Wintermute said the crypto market is starting to look more like a late-stage bear market, as Bitcoin and Ethereum extended losses during a broader risk-asset pullback.
In its market update on Monday, the trading firm said the latest selloff follows several concurrent pressure points, including the fading AI trade, Nasdaq weakness, a stronger dollar, and higher-for-longer rate expectations.
Bitcoin fell 5.9 percent for the week, moved below $60,000, and touched the 200-week moving average. Ethereum fell 7.9 percent and continued to lag Bitcoin.
At the time of writing, Bitcoin traded near $58,330, down 3 percent over 24 hours, while Ethereum traded near $1,570, down 2 percent over the same period (according to The Coin Headlines market data).
Wintermute tied the move to stress in large-cap technology stocks. The Nasdaq fell 4.5 percent in its fifth straight losing session, while semiconductor stocks saw sharper losses. Meanwhile, the move looked more like a rotation away from large-cap tech than a broad flight from all risky assets.
The AI trade had carried parts of the market for months, but Wintermute said investors are now asking whether AI spending plans and valuations can hold up. That matters for crypto because Bitcoin and Ethereum traded closely with Nasdaq weakness during the latest selloff.
Crypto capitulation starts, but bottom unconfirmed
Wintermute noted that market sentiment and on-chain data show signs of capitulation. Fear and Greed readings have stayed in extreme fear, while a growing share of coin supply now sits at a loss. These are common signs of stress near the later part of a bear cycle.
Still, the firm said the market has not yet confirmed a bottom. Wintermute said prior cycle lows came after deeper loss levels, and the current setup may still leave room for more weakness before a clear recovery forms.
“We feel like we are advanced but not there yet,” Wintermute noted in its market update.
=-=-=
### Set tasks
1. According to the crypto market report, by what percentage did Ethereum fall for the week?
2. Copy word for word the part of the crypto market report that opens with the words containing "Wintermute said the" and closes with "broader risk-asset pullback.".
The rows that come after the crypto market report are separate material.

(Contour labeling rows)
=-=-=
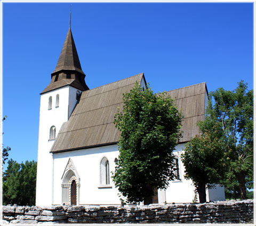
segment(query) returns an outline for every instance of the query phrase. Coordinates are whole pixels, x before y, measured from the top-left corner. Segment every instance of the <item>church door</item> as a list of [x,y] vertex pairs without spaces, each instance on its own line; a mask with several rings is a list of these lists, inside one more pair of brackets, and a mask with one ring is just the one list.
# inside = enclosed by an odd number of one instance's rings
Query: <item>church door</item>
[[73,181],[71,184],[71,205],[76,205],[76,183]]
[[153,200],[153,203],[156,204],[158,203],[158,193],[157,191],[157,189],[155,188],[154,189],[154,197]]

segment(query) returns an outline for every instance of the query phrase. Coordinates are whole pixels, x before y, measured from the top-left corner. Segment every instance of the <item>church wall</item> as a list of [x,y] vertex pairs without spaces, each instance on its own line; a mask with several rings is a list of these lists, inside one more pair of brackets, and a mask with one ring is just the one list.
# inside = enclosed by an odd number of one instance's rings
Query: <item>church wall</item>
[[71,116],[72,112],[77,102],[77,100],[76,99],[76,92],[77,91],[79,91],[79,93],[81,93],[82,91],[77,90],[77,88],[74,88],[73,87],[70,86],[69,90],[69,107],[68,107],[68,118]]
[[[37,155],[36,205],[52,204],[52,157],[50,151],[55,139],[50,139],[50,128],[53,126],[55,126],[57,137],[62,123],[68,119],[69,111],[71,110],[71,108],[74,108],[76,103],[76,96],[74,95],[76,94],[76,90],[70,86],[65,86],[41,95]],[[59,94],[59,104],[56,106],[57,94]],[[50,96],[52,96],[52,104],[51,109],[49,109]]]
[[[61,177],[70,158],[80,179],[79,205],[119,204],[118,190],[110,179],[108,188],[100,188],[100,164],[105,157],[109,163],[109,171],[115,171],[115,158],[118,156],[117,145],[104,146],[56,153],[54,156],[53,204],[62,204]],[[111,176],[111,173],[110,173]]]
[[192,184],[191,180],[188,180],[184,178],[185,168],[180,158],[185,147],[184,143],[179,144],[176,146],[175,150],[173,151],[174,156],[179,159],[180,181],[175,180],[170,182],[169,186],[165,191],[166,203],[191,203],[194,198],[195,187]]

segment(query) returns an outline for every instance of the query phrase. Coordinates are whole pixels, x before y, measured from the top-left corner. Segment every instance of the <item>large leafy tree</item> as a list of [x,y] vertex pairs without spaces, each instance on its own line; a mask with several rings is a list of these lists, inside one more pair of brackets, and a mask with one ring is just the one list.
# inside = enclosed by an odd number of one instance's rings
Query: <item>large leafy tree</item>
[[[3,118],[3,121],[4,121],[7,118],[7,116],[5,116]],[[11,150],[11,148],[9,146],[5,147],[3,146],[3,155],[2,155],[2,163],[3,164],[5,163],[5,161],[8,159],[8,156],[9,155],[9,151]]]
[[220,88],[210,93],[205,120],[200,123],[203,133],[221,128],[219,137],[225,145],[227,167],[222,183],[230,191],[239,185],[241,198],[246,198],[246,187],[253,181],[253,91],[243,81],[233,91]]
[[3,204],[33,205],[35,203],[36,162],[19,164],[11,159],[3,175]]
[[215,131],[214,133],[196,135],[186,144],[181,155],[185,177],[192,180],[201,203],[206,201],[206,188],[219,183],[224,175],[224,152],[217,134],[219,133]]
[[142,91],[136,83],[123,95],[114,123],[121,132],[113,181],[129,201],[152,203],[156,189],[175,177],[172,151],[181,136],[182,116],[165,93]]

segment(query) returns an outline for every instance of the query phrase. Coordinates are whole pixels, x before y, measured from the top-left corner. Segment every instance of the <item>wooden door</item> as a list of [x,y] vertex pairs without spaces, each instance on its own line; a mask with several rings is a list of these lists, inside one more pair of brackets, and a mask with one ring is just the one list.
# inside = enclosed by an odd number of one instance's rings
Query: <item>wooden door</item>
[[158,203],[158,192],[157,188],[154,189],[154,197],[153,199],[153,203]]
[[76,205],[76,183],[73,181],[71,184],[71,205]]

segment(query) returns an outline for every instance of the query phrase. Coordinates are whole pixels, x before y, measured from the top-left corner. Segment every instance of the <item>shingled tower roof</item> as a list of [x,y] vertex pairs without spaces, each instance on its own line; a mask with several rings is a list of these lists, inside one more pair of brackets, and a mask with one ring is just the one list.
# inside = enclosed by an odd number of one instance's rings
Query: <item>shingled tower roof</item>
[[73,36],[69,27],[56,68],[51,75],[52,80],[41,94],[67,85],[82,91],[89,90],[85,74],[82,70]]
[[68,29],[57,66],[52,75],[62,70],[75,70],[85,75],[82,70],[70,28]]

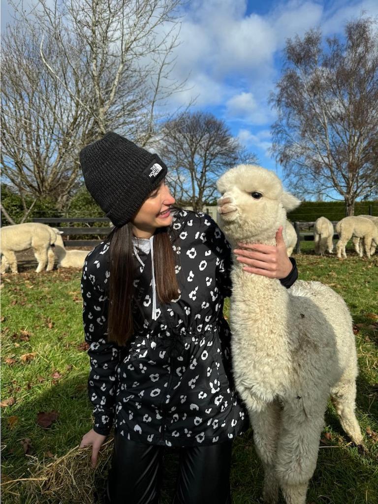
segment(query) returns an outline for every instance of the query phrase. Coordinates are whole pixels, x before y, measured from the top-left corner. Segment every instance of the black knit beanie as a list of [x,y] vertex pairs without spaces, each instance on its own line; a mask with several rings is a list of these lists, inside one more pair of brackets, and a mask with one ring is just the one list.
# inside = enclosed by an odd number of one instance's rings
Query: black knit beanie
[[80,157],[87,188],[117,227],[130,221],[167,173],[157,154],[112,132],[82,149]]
=-=-=
### Solutions below
1. 7.9 percent

2.
Wintermute said the crypto market is starting to look more like a late-stage bear market, as Bitcoin and Ethereum extended losses during a broader risk-asset pullback.